• _Task to carry out_: Reproduce the items below word for word, leaving out the pictures.

• _Extracted entries_:
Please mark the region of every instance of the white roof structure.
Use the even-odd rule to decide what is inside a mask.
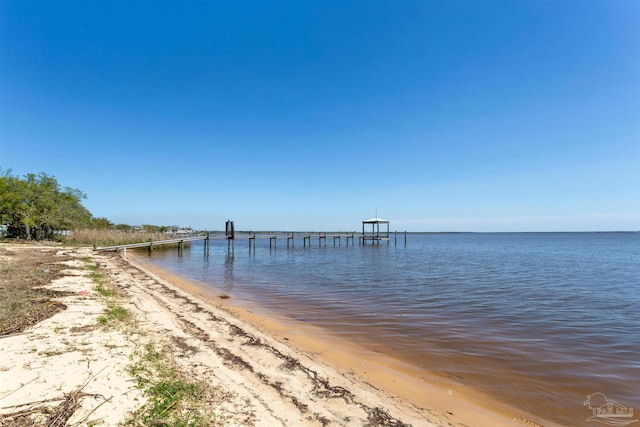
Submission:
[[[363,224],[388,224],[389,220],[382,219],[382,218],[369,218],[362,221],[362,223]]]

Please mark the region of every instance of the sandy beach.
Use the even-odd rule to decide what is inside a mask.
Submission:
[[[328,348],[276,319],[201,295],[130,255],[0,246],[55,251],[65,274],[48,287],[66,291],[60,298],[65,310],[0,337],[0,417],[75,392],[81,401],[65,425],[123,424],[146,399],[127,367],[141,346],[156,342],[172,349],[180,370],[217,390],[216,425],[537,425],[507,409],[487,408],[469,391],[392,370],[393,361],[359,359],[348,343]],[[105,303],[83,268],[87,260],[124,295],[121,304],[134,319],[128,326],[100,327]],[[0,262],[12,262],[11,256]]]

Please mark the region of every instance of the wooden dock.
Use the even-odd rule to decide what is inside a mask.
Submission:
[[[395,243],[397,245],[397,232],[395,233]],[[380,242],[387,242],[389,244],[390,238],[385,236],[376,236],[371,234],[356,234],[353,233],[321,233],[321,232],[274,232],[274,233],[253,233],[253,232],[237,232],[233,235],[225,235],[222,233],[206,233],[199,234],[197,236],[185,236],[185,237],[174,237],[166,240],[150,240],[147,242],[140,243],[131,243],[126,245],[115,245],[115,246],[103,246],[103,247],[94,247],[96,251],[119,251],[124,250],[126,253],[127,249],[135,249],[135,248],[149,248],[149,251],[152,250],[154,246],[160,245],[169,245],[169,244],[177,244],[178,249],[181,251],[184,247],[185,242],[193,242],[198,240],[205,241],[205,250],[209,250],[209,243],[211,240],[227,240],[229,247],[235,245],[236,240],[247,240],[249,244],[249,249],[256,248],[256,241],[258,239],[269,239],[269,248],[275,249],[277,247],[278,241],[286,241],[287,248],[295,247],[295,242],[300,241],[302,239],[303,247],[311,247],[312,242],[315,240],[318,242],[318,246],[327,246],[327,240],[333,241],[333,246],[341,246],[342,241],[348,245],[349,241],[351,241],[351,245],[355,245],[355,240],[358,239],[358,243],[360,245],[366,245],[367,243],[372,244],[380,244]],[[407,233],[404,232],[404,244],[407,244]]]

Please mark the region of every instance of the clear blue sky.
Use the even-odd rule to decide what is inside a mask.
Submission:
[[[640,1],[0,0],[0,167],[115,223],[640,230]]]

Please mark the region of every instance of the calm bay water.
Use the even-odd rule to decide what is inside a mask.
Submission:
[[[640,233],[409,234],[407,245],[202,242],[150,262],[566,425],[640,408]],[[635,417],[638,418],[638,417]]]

• _Solution to this task_:
Please mark the region of every instance of the white roof structure.
Use the even-odd rule to decide what is inside a mask.
Submission:
[[[363,224],[388,224],[389,220],[382,219],[382,218],[369,218],[362,221],[362,223]]]

Please mark the region of every instance of the sandy beach.
Use the even-odd rule to decide what is inside a mask.
Submission:
[[[328,348],[276,319],[201,295],[130,255],[0,246],[55,251],[65,274],[48,287],[66,291],[60,298],[65,310],[0,337],[0,417],[75,392],[81,401],[65,425],[123,424],[146,399],[127,367],[141,346],[156,342],[172,349],[180,370],[217,390],[216,425],[537,425],[507,409],[487,408],[469,391],[392,370],[393,361],[359,359],[348,343]],[[105,303],[83,268],[87,260],[124,295],[121,304],[134,319],[128,326],[100,327]],[[0,262],[12,262],[11,256]]]

Please mark the region of every instance of the wooden dock.
Use the even-odd rule to decide what is inside a mask.
Submission:
[[[395,243],[397,245],[397,232],[395,233]],[[380,242],[387,242],[389,244],[390,238],[385,236],[376,236],[371,234],[356,234],[353,233],[321,233],[321,232],[274,232],[274,233],[253,233],[253,232],[237,232],[233,235],[225,235],[222,233],[206,233],[199,234],[197,236],[185,236],[185,237],[174,237],[166,240],[150,240],[147,242],[140,243],[131,243],[126,245],[115,245],[115,246],[103,246],[103,247],[94,247],[96,251],[119,251],[124,250],[126,253],[127,249],[135,249],[135,248],[149,248],[149,251],[152,250],[154,246],[160,245],[169,245],[169,244],[177,244],[178,249],[181,251],[184,247],[185,242],[193,242],[198,240],[205,241],[205,250],[209,250],[209,243],[211,240],[227,240],[229,247],[235,245],[236,240],[247,240],[249,244],[249,249],[256,248],[256,241],[258,239],[269,239],[269,248],[275,249],[277,247],[278,241],[286,241],[287,248],[295,247],[295,242],[300,241],[302,239],[303,247],[311,247],[312,242],[315,240],[318,242],[318,246],[327,246],[327,240],[333,241],[333,246],[341,246],[342,241],[348,245],[349,241],[351,241],[351,245],[355,245],[355,240],[358,239],[358,243],[360,245],[366,245],[367,243],[372,244],[380,244]],[[407,233],[404,232],[404,244],[407,244]]]

Please mark the region of every instance of the clear blue sky.
Use the even-odd rule to decide what is inside a mask.
Submission:
[[[640,1],[0,0],[0,167],[115,223],[640,230]]]

Please mark the region of every instance of the calm bay water.
Use the even-odd rule to decide what is inside a mask.
Submission:
[[[640,233],[409,234],[407,245],[202,242],[150,262],[566,425],[640,408]],[[635,417],[638,418],[638,417]]]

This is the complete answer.